Considerato che si deve, in questa fase, deliberare esclusivamente se il ricorso sia ammissibile, valutando, senza contraddittorio tra le parti, se sussistono i requisiti soggettivo ed oggettivo di un conflitto di attribuzione tra poteri dello Stato, impregiudicata ogni definitiva decisione anche in ordine all'ammissibilità (art. 37 della legge 11 marzo 1953, n. 87, terzo e quarto comma);

che, quanto al requisito soggettivo, il Tribunale di Cosenza è legittimato a sollevare il conflitto, essendo competente a dichiarare definitivamente, per il procedimento del quale è investito, la volontà del potere cui appartiene, in ragione dell'esercizio delle funzioni giurisdizionali svolte in posizione di indipendenza costituzionalmente garantita;

che, parimenti, la Camera dei deputati, che ha deliberato la dichiarazione di insindacabilità delle opinioni espresse da un proprio membro, è legittimata ad essere parte del conflitto, essendo competente a dichiarare definitivamente la volontà del potere che rappresenta;

che, per quanto attiene al profilo oggettivo del conflitto, il Tribunale di Cosenza denuncia la menomazione della propria sfera di attribuzione, garantita da norme costituzionali, in conseguenza della deliberazione della Camera dei deputati, denunciata come illegittima, che qualifica le opinioni espresse da un proprio membro come rientranti nell'esercizio delle funzioni parlamentari, sicché per esse opererebbe la garanzia di insindacabilità stabilita dall’art. 68, primo comma, della Costituzione;

che, pertanto, esiste la materia di un conflitto la cui risoluzione spetta alla competenza della Corte.

**VOCI FORNITE**
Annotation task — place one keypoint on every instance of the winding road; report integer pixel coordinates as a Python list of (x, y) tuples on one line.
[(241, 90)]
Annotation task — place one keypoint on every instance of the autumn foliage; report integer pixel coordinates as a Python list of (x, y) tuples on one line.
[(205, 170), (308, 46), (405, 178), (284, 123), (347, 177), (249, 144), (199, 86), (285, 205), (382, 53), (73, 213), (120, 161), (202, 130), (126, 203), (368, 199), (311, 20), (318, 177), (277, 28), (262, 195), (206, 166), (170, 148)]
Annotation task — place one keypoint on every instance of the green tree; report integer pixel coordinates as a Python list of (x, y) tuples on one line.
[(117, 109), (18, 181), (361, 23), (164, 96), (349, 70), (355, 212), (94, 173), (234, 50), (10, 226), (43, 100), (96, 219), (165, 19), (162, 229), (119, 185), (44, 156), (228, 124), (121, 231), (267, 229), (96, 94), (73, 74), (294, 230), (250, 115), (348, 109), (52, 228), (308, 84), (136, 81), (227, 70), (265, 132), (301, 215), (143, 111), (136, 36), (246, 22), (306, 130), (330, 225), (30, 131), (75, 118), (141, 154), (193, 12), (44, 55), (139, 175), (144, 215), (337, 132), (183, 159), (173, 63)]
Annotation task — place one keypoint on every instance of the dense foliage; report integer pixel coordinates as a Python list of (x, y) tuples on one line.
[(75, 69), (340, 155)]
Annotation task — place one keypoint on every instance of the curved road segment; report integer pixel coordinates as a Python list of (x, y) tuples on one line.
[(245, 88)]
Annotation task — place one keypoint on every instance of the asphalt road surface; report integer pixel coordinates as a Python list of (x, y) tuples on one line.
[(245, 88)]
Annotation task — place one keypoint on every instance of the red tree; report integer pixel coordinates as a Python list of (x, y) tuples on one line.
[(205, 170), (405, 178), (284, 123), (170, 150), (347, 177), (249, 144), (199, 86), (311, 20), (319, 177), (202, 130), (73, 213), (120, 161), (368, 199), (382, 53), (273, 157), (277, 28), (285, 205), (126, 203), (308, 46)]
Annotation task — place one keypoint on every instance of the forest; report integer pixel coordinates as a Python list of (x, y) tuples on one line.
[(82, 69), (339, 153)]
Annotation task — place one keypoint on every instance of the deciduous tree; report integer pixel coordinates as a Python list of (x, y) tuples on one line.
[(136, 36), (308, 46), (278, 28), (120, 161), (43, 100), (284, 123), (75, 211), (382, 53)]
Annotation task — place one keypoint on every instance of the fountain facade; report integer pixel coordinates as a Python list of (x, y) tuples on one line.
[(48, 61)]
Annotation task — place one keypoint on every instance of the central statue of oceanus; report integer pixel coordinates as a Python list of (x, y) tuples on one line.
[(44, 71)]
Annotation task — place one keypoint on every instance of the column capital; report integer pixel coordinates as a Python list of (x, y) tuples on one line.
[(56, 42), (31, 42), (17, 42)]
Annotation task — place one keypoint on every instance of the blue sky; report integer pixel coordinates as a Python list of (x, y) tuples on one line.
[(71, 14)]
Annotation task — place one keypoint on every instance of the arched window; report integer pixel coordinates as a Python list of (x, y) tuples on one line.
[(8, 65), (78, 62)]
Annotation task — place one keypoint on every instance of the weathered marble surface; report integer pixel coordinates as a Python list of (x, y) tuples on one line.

**OBIETTIVO**
Secondo il brano fornito, quale norma della Costituzione stabilisce la garanzia di insindacabilità?

**SOLUZIONE**
L'art. 68, primo comma, della Costituzione.